The request: Return the line containing "Where can the small" and all lines after it exactly; stop at the end of the material.

Stored data:
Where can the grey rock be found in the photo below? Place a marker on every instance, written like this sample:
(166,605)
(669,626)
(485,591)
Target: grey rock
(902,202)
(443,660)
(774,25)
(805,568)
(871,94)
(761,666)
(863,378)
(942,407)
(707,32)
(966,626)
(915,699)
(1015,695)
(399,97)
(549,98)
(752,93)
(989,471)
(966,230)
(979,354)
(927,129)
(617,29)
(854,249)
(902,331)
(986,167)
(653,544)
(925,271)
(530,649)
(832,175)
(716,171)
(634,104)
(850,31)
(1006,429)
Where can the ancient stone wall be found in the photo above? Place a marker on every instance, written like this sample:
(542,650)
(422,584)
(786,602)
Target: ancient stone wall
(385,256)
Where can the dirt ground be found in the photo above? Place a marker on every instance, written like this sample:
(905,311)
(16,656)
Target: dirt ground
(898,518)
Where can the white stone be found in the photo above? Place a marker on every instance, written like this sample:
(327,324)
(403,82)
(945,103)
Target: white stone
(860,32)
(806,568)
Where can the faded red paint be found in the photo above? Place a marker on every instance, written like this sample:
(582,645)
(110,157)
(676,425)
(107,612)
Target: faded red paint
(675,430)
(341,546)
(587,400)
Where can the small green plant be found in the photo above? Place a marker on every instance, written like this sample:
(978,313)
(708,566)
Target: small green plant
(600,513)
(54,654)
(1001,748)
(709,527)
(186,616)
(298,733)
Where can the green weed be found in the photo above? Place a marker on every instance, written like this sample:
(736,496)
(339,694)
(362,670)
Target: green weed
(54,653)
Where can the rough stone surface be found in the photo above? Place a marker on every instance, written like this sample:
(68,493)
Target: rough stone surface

In response:
Where can the small green plant be found in the photo above? Place a marker on every instance, written like this sample:
(978,313)
(708,566)
Target: small green plant
(600,513)
(54,654)
(1001,748)
(709,527)
(186,616)
(298,733)
Where can the green weed be found in the photo above? Place a marker on every instance, written like this sample:
(736,496)
(339,694)
(362,670)
Target: green weed
(54,653)
Where can the rough stone surface be found in the photo above? Place a marker on every instance, written like this sample:
(68,493)
Target: rough stone surface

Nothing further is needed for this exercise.